[R-meta] Multivariate meta regression and predict for robust estimates
Reza Norouzian
rnorouz|@n @end|ng |rom gm@||@com
Thu Oct 21 19:47:48 CEST 2021
Hi Ivan,
Please see my answers inline.
>> With regards to the SATcoaching example, how so [how come the same level of test doesn't repeat in the same study]?
Note that studies in SATcoaching data have (A), (B) suffixes. Thus,
each of these are different studies. As a result, in the table of test
levels (co-)occurrences below, we can see that the number of studies
(outside parentheses) that contain each (Math or Verbal) or both (Math
and Verbal) levels of test and the corresponding number of effect
sizes/rows (in parentheses below) for each of these cases are the
same:
test Math Verbal
1 Math 29 (29) -
2 Verbal 20 (20) 38 (38)
This means that we don't have the repetition of the same levels of
test in the same study (this answers your next question as well).
There are 20 studies in which Verbal and Math occur only once
together. That's why there is no need for a further level beyond study
and "random = ~ test | study" suffices.
>> You mean no repetition of the same level of outcome occurs within the same sample, perhaps?
See my answer above.
>> 1) The second and third models should effectively be the same, and they are, after adding what was missing to the second one (~ 1 | es_id). While the syntax of the third one makes a lot of sense, I'm struggling to understand the syntax of the second one, and ultimately, why are they the same?
second_model <- rma.mv(yi, V, random = list(~ outcome | study, ~ outcome |
interaction(study, group), ~1|row_id), struct = c("UN","UN"))
third_model <- rma.mv(yi, V, random = list(~ outcome | study, ~ 1|
row_id), struct = "UN"))
I don't know how your data exactly looks, but the equivalence between
the two models would mean that there is not much variation in the
group as a level. Therefore, in practice your second model reduces to
the third model. In other words, study-group combinations = row_ids.

**Material**
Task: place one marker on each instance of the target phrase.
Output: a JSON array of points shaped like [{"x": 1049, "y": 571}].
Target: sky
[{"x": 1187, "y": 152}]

**Stated task**
Extend the mailing-list reply about multivariate meta-regression, picking up right after its final sentence.

**Final result**
You can roughly translate the two models, respectively, to:
~ 1 | study/group/outcome/row_id
~ 1 | study/outcome/row_id
Now, you can see that, if these two models are the same, it's due to
the group not effectively being a level.
>> 2) When you say "coded for" and "haven't coded for" the design-related feature(s) you are literally referring to having vs not having all "columns" related to study, groups, and outcomes properly aligned, right? I guess it's hard for me to relate as I always have these three together with es_id (or row_id, as you say) as a fourth one.
Yes e.g., meaning that studies can have various groups, outcomes,
times of measurement, independent samples of subjects, . . . .
Potentially, each of these features can be a column in the dataset. In
practice, however, accounting for all these sources of variation may
be a theoretical ideal. Because, rarely do so many studies
simultaneously possess all these features. If they do, then, you would
expect a super large dataset where each feature accounts for the
variation within the feature that sits above it. Here is one example
study where each of the features mentioned above have only two
observed levels (e.g., just pre and post, just two outcomes, just
two...). You can imagine what happens to the number of rows in this
one study, if some of these features have more than two observed
levels!
So all of this means that without your exact data, RQs, goals,
context, and substantive expertise regarding the current state of
literature/phenomenon under study fitting these models wouldn't be
possible. (So, please take this answer as just providing some
intuition/heuristics).
Kind regards,
Reza
study sample group outcome time comparison
1 1 1 1 1 0 treatment vs control
2 1 1 1 1 1 treatment vs control
3 1 1 1 2 0 treatment vs control
4 1 1 1 2 1 treatment vs control
5 1 1 2 1 0 treatment vs control
6 1 1 2 1 1 treatment vs control
7 1 1 2 2 0 treatment vs control
8 1 1 2 2 1 treatment vs control
9 1 2 1 1 0 treatment vs control
10 1 2 1 1 1 treatment vs control
11 1 2 1 2 0 treatment vs control
12 1 2 1 2 1 treatment vs control
13 1 2 2 1 0 treatment vs control
14 1 2 2 1 1 treatment vs control
15 1 2 2 2 0 treatment vs control
16 1 2 2 2 1 treatment vs control
On Thu, Oct 21, 2021 at 3:56 AM Ivan Jukic <ivan.jukic using aut.ac.nz> wrote:
>
> Dear Reza,
>
> thank you for responding and providing such a great example (walkthrough). I'm glad that you covered all three scenarios because I was thinking before about aggregating my effect sizes and therefore "reducing" my data structure from your scenario (3) to scenario (1). It seems that I was on the right track, but I don't want to aggregate effect sizes anymore, so I'll stick with a third scenario you described.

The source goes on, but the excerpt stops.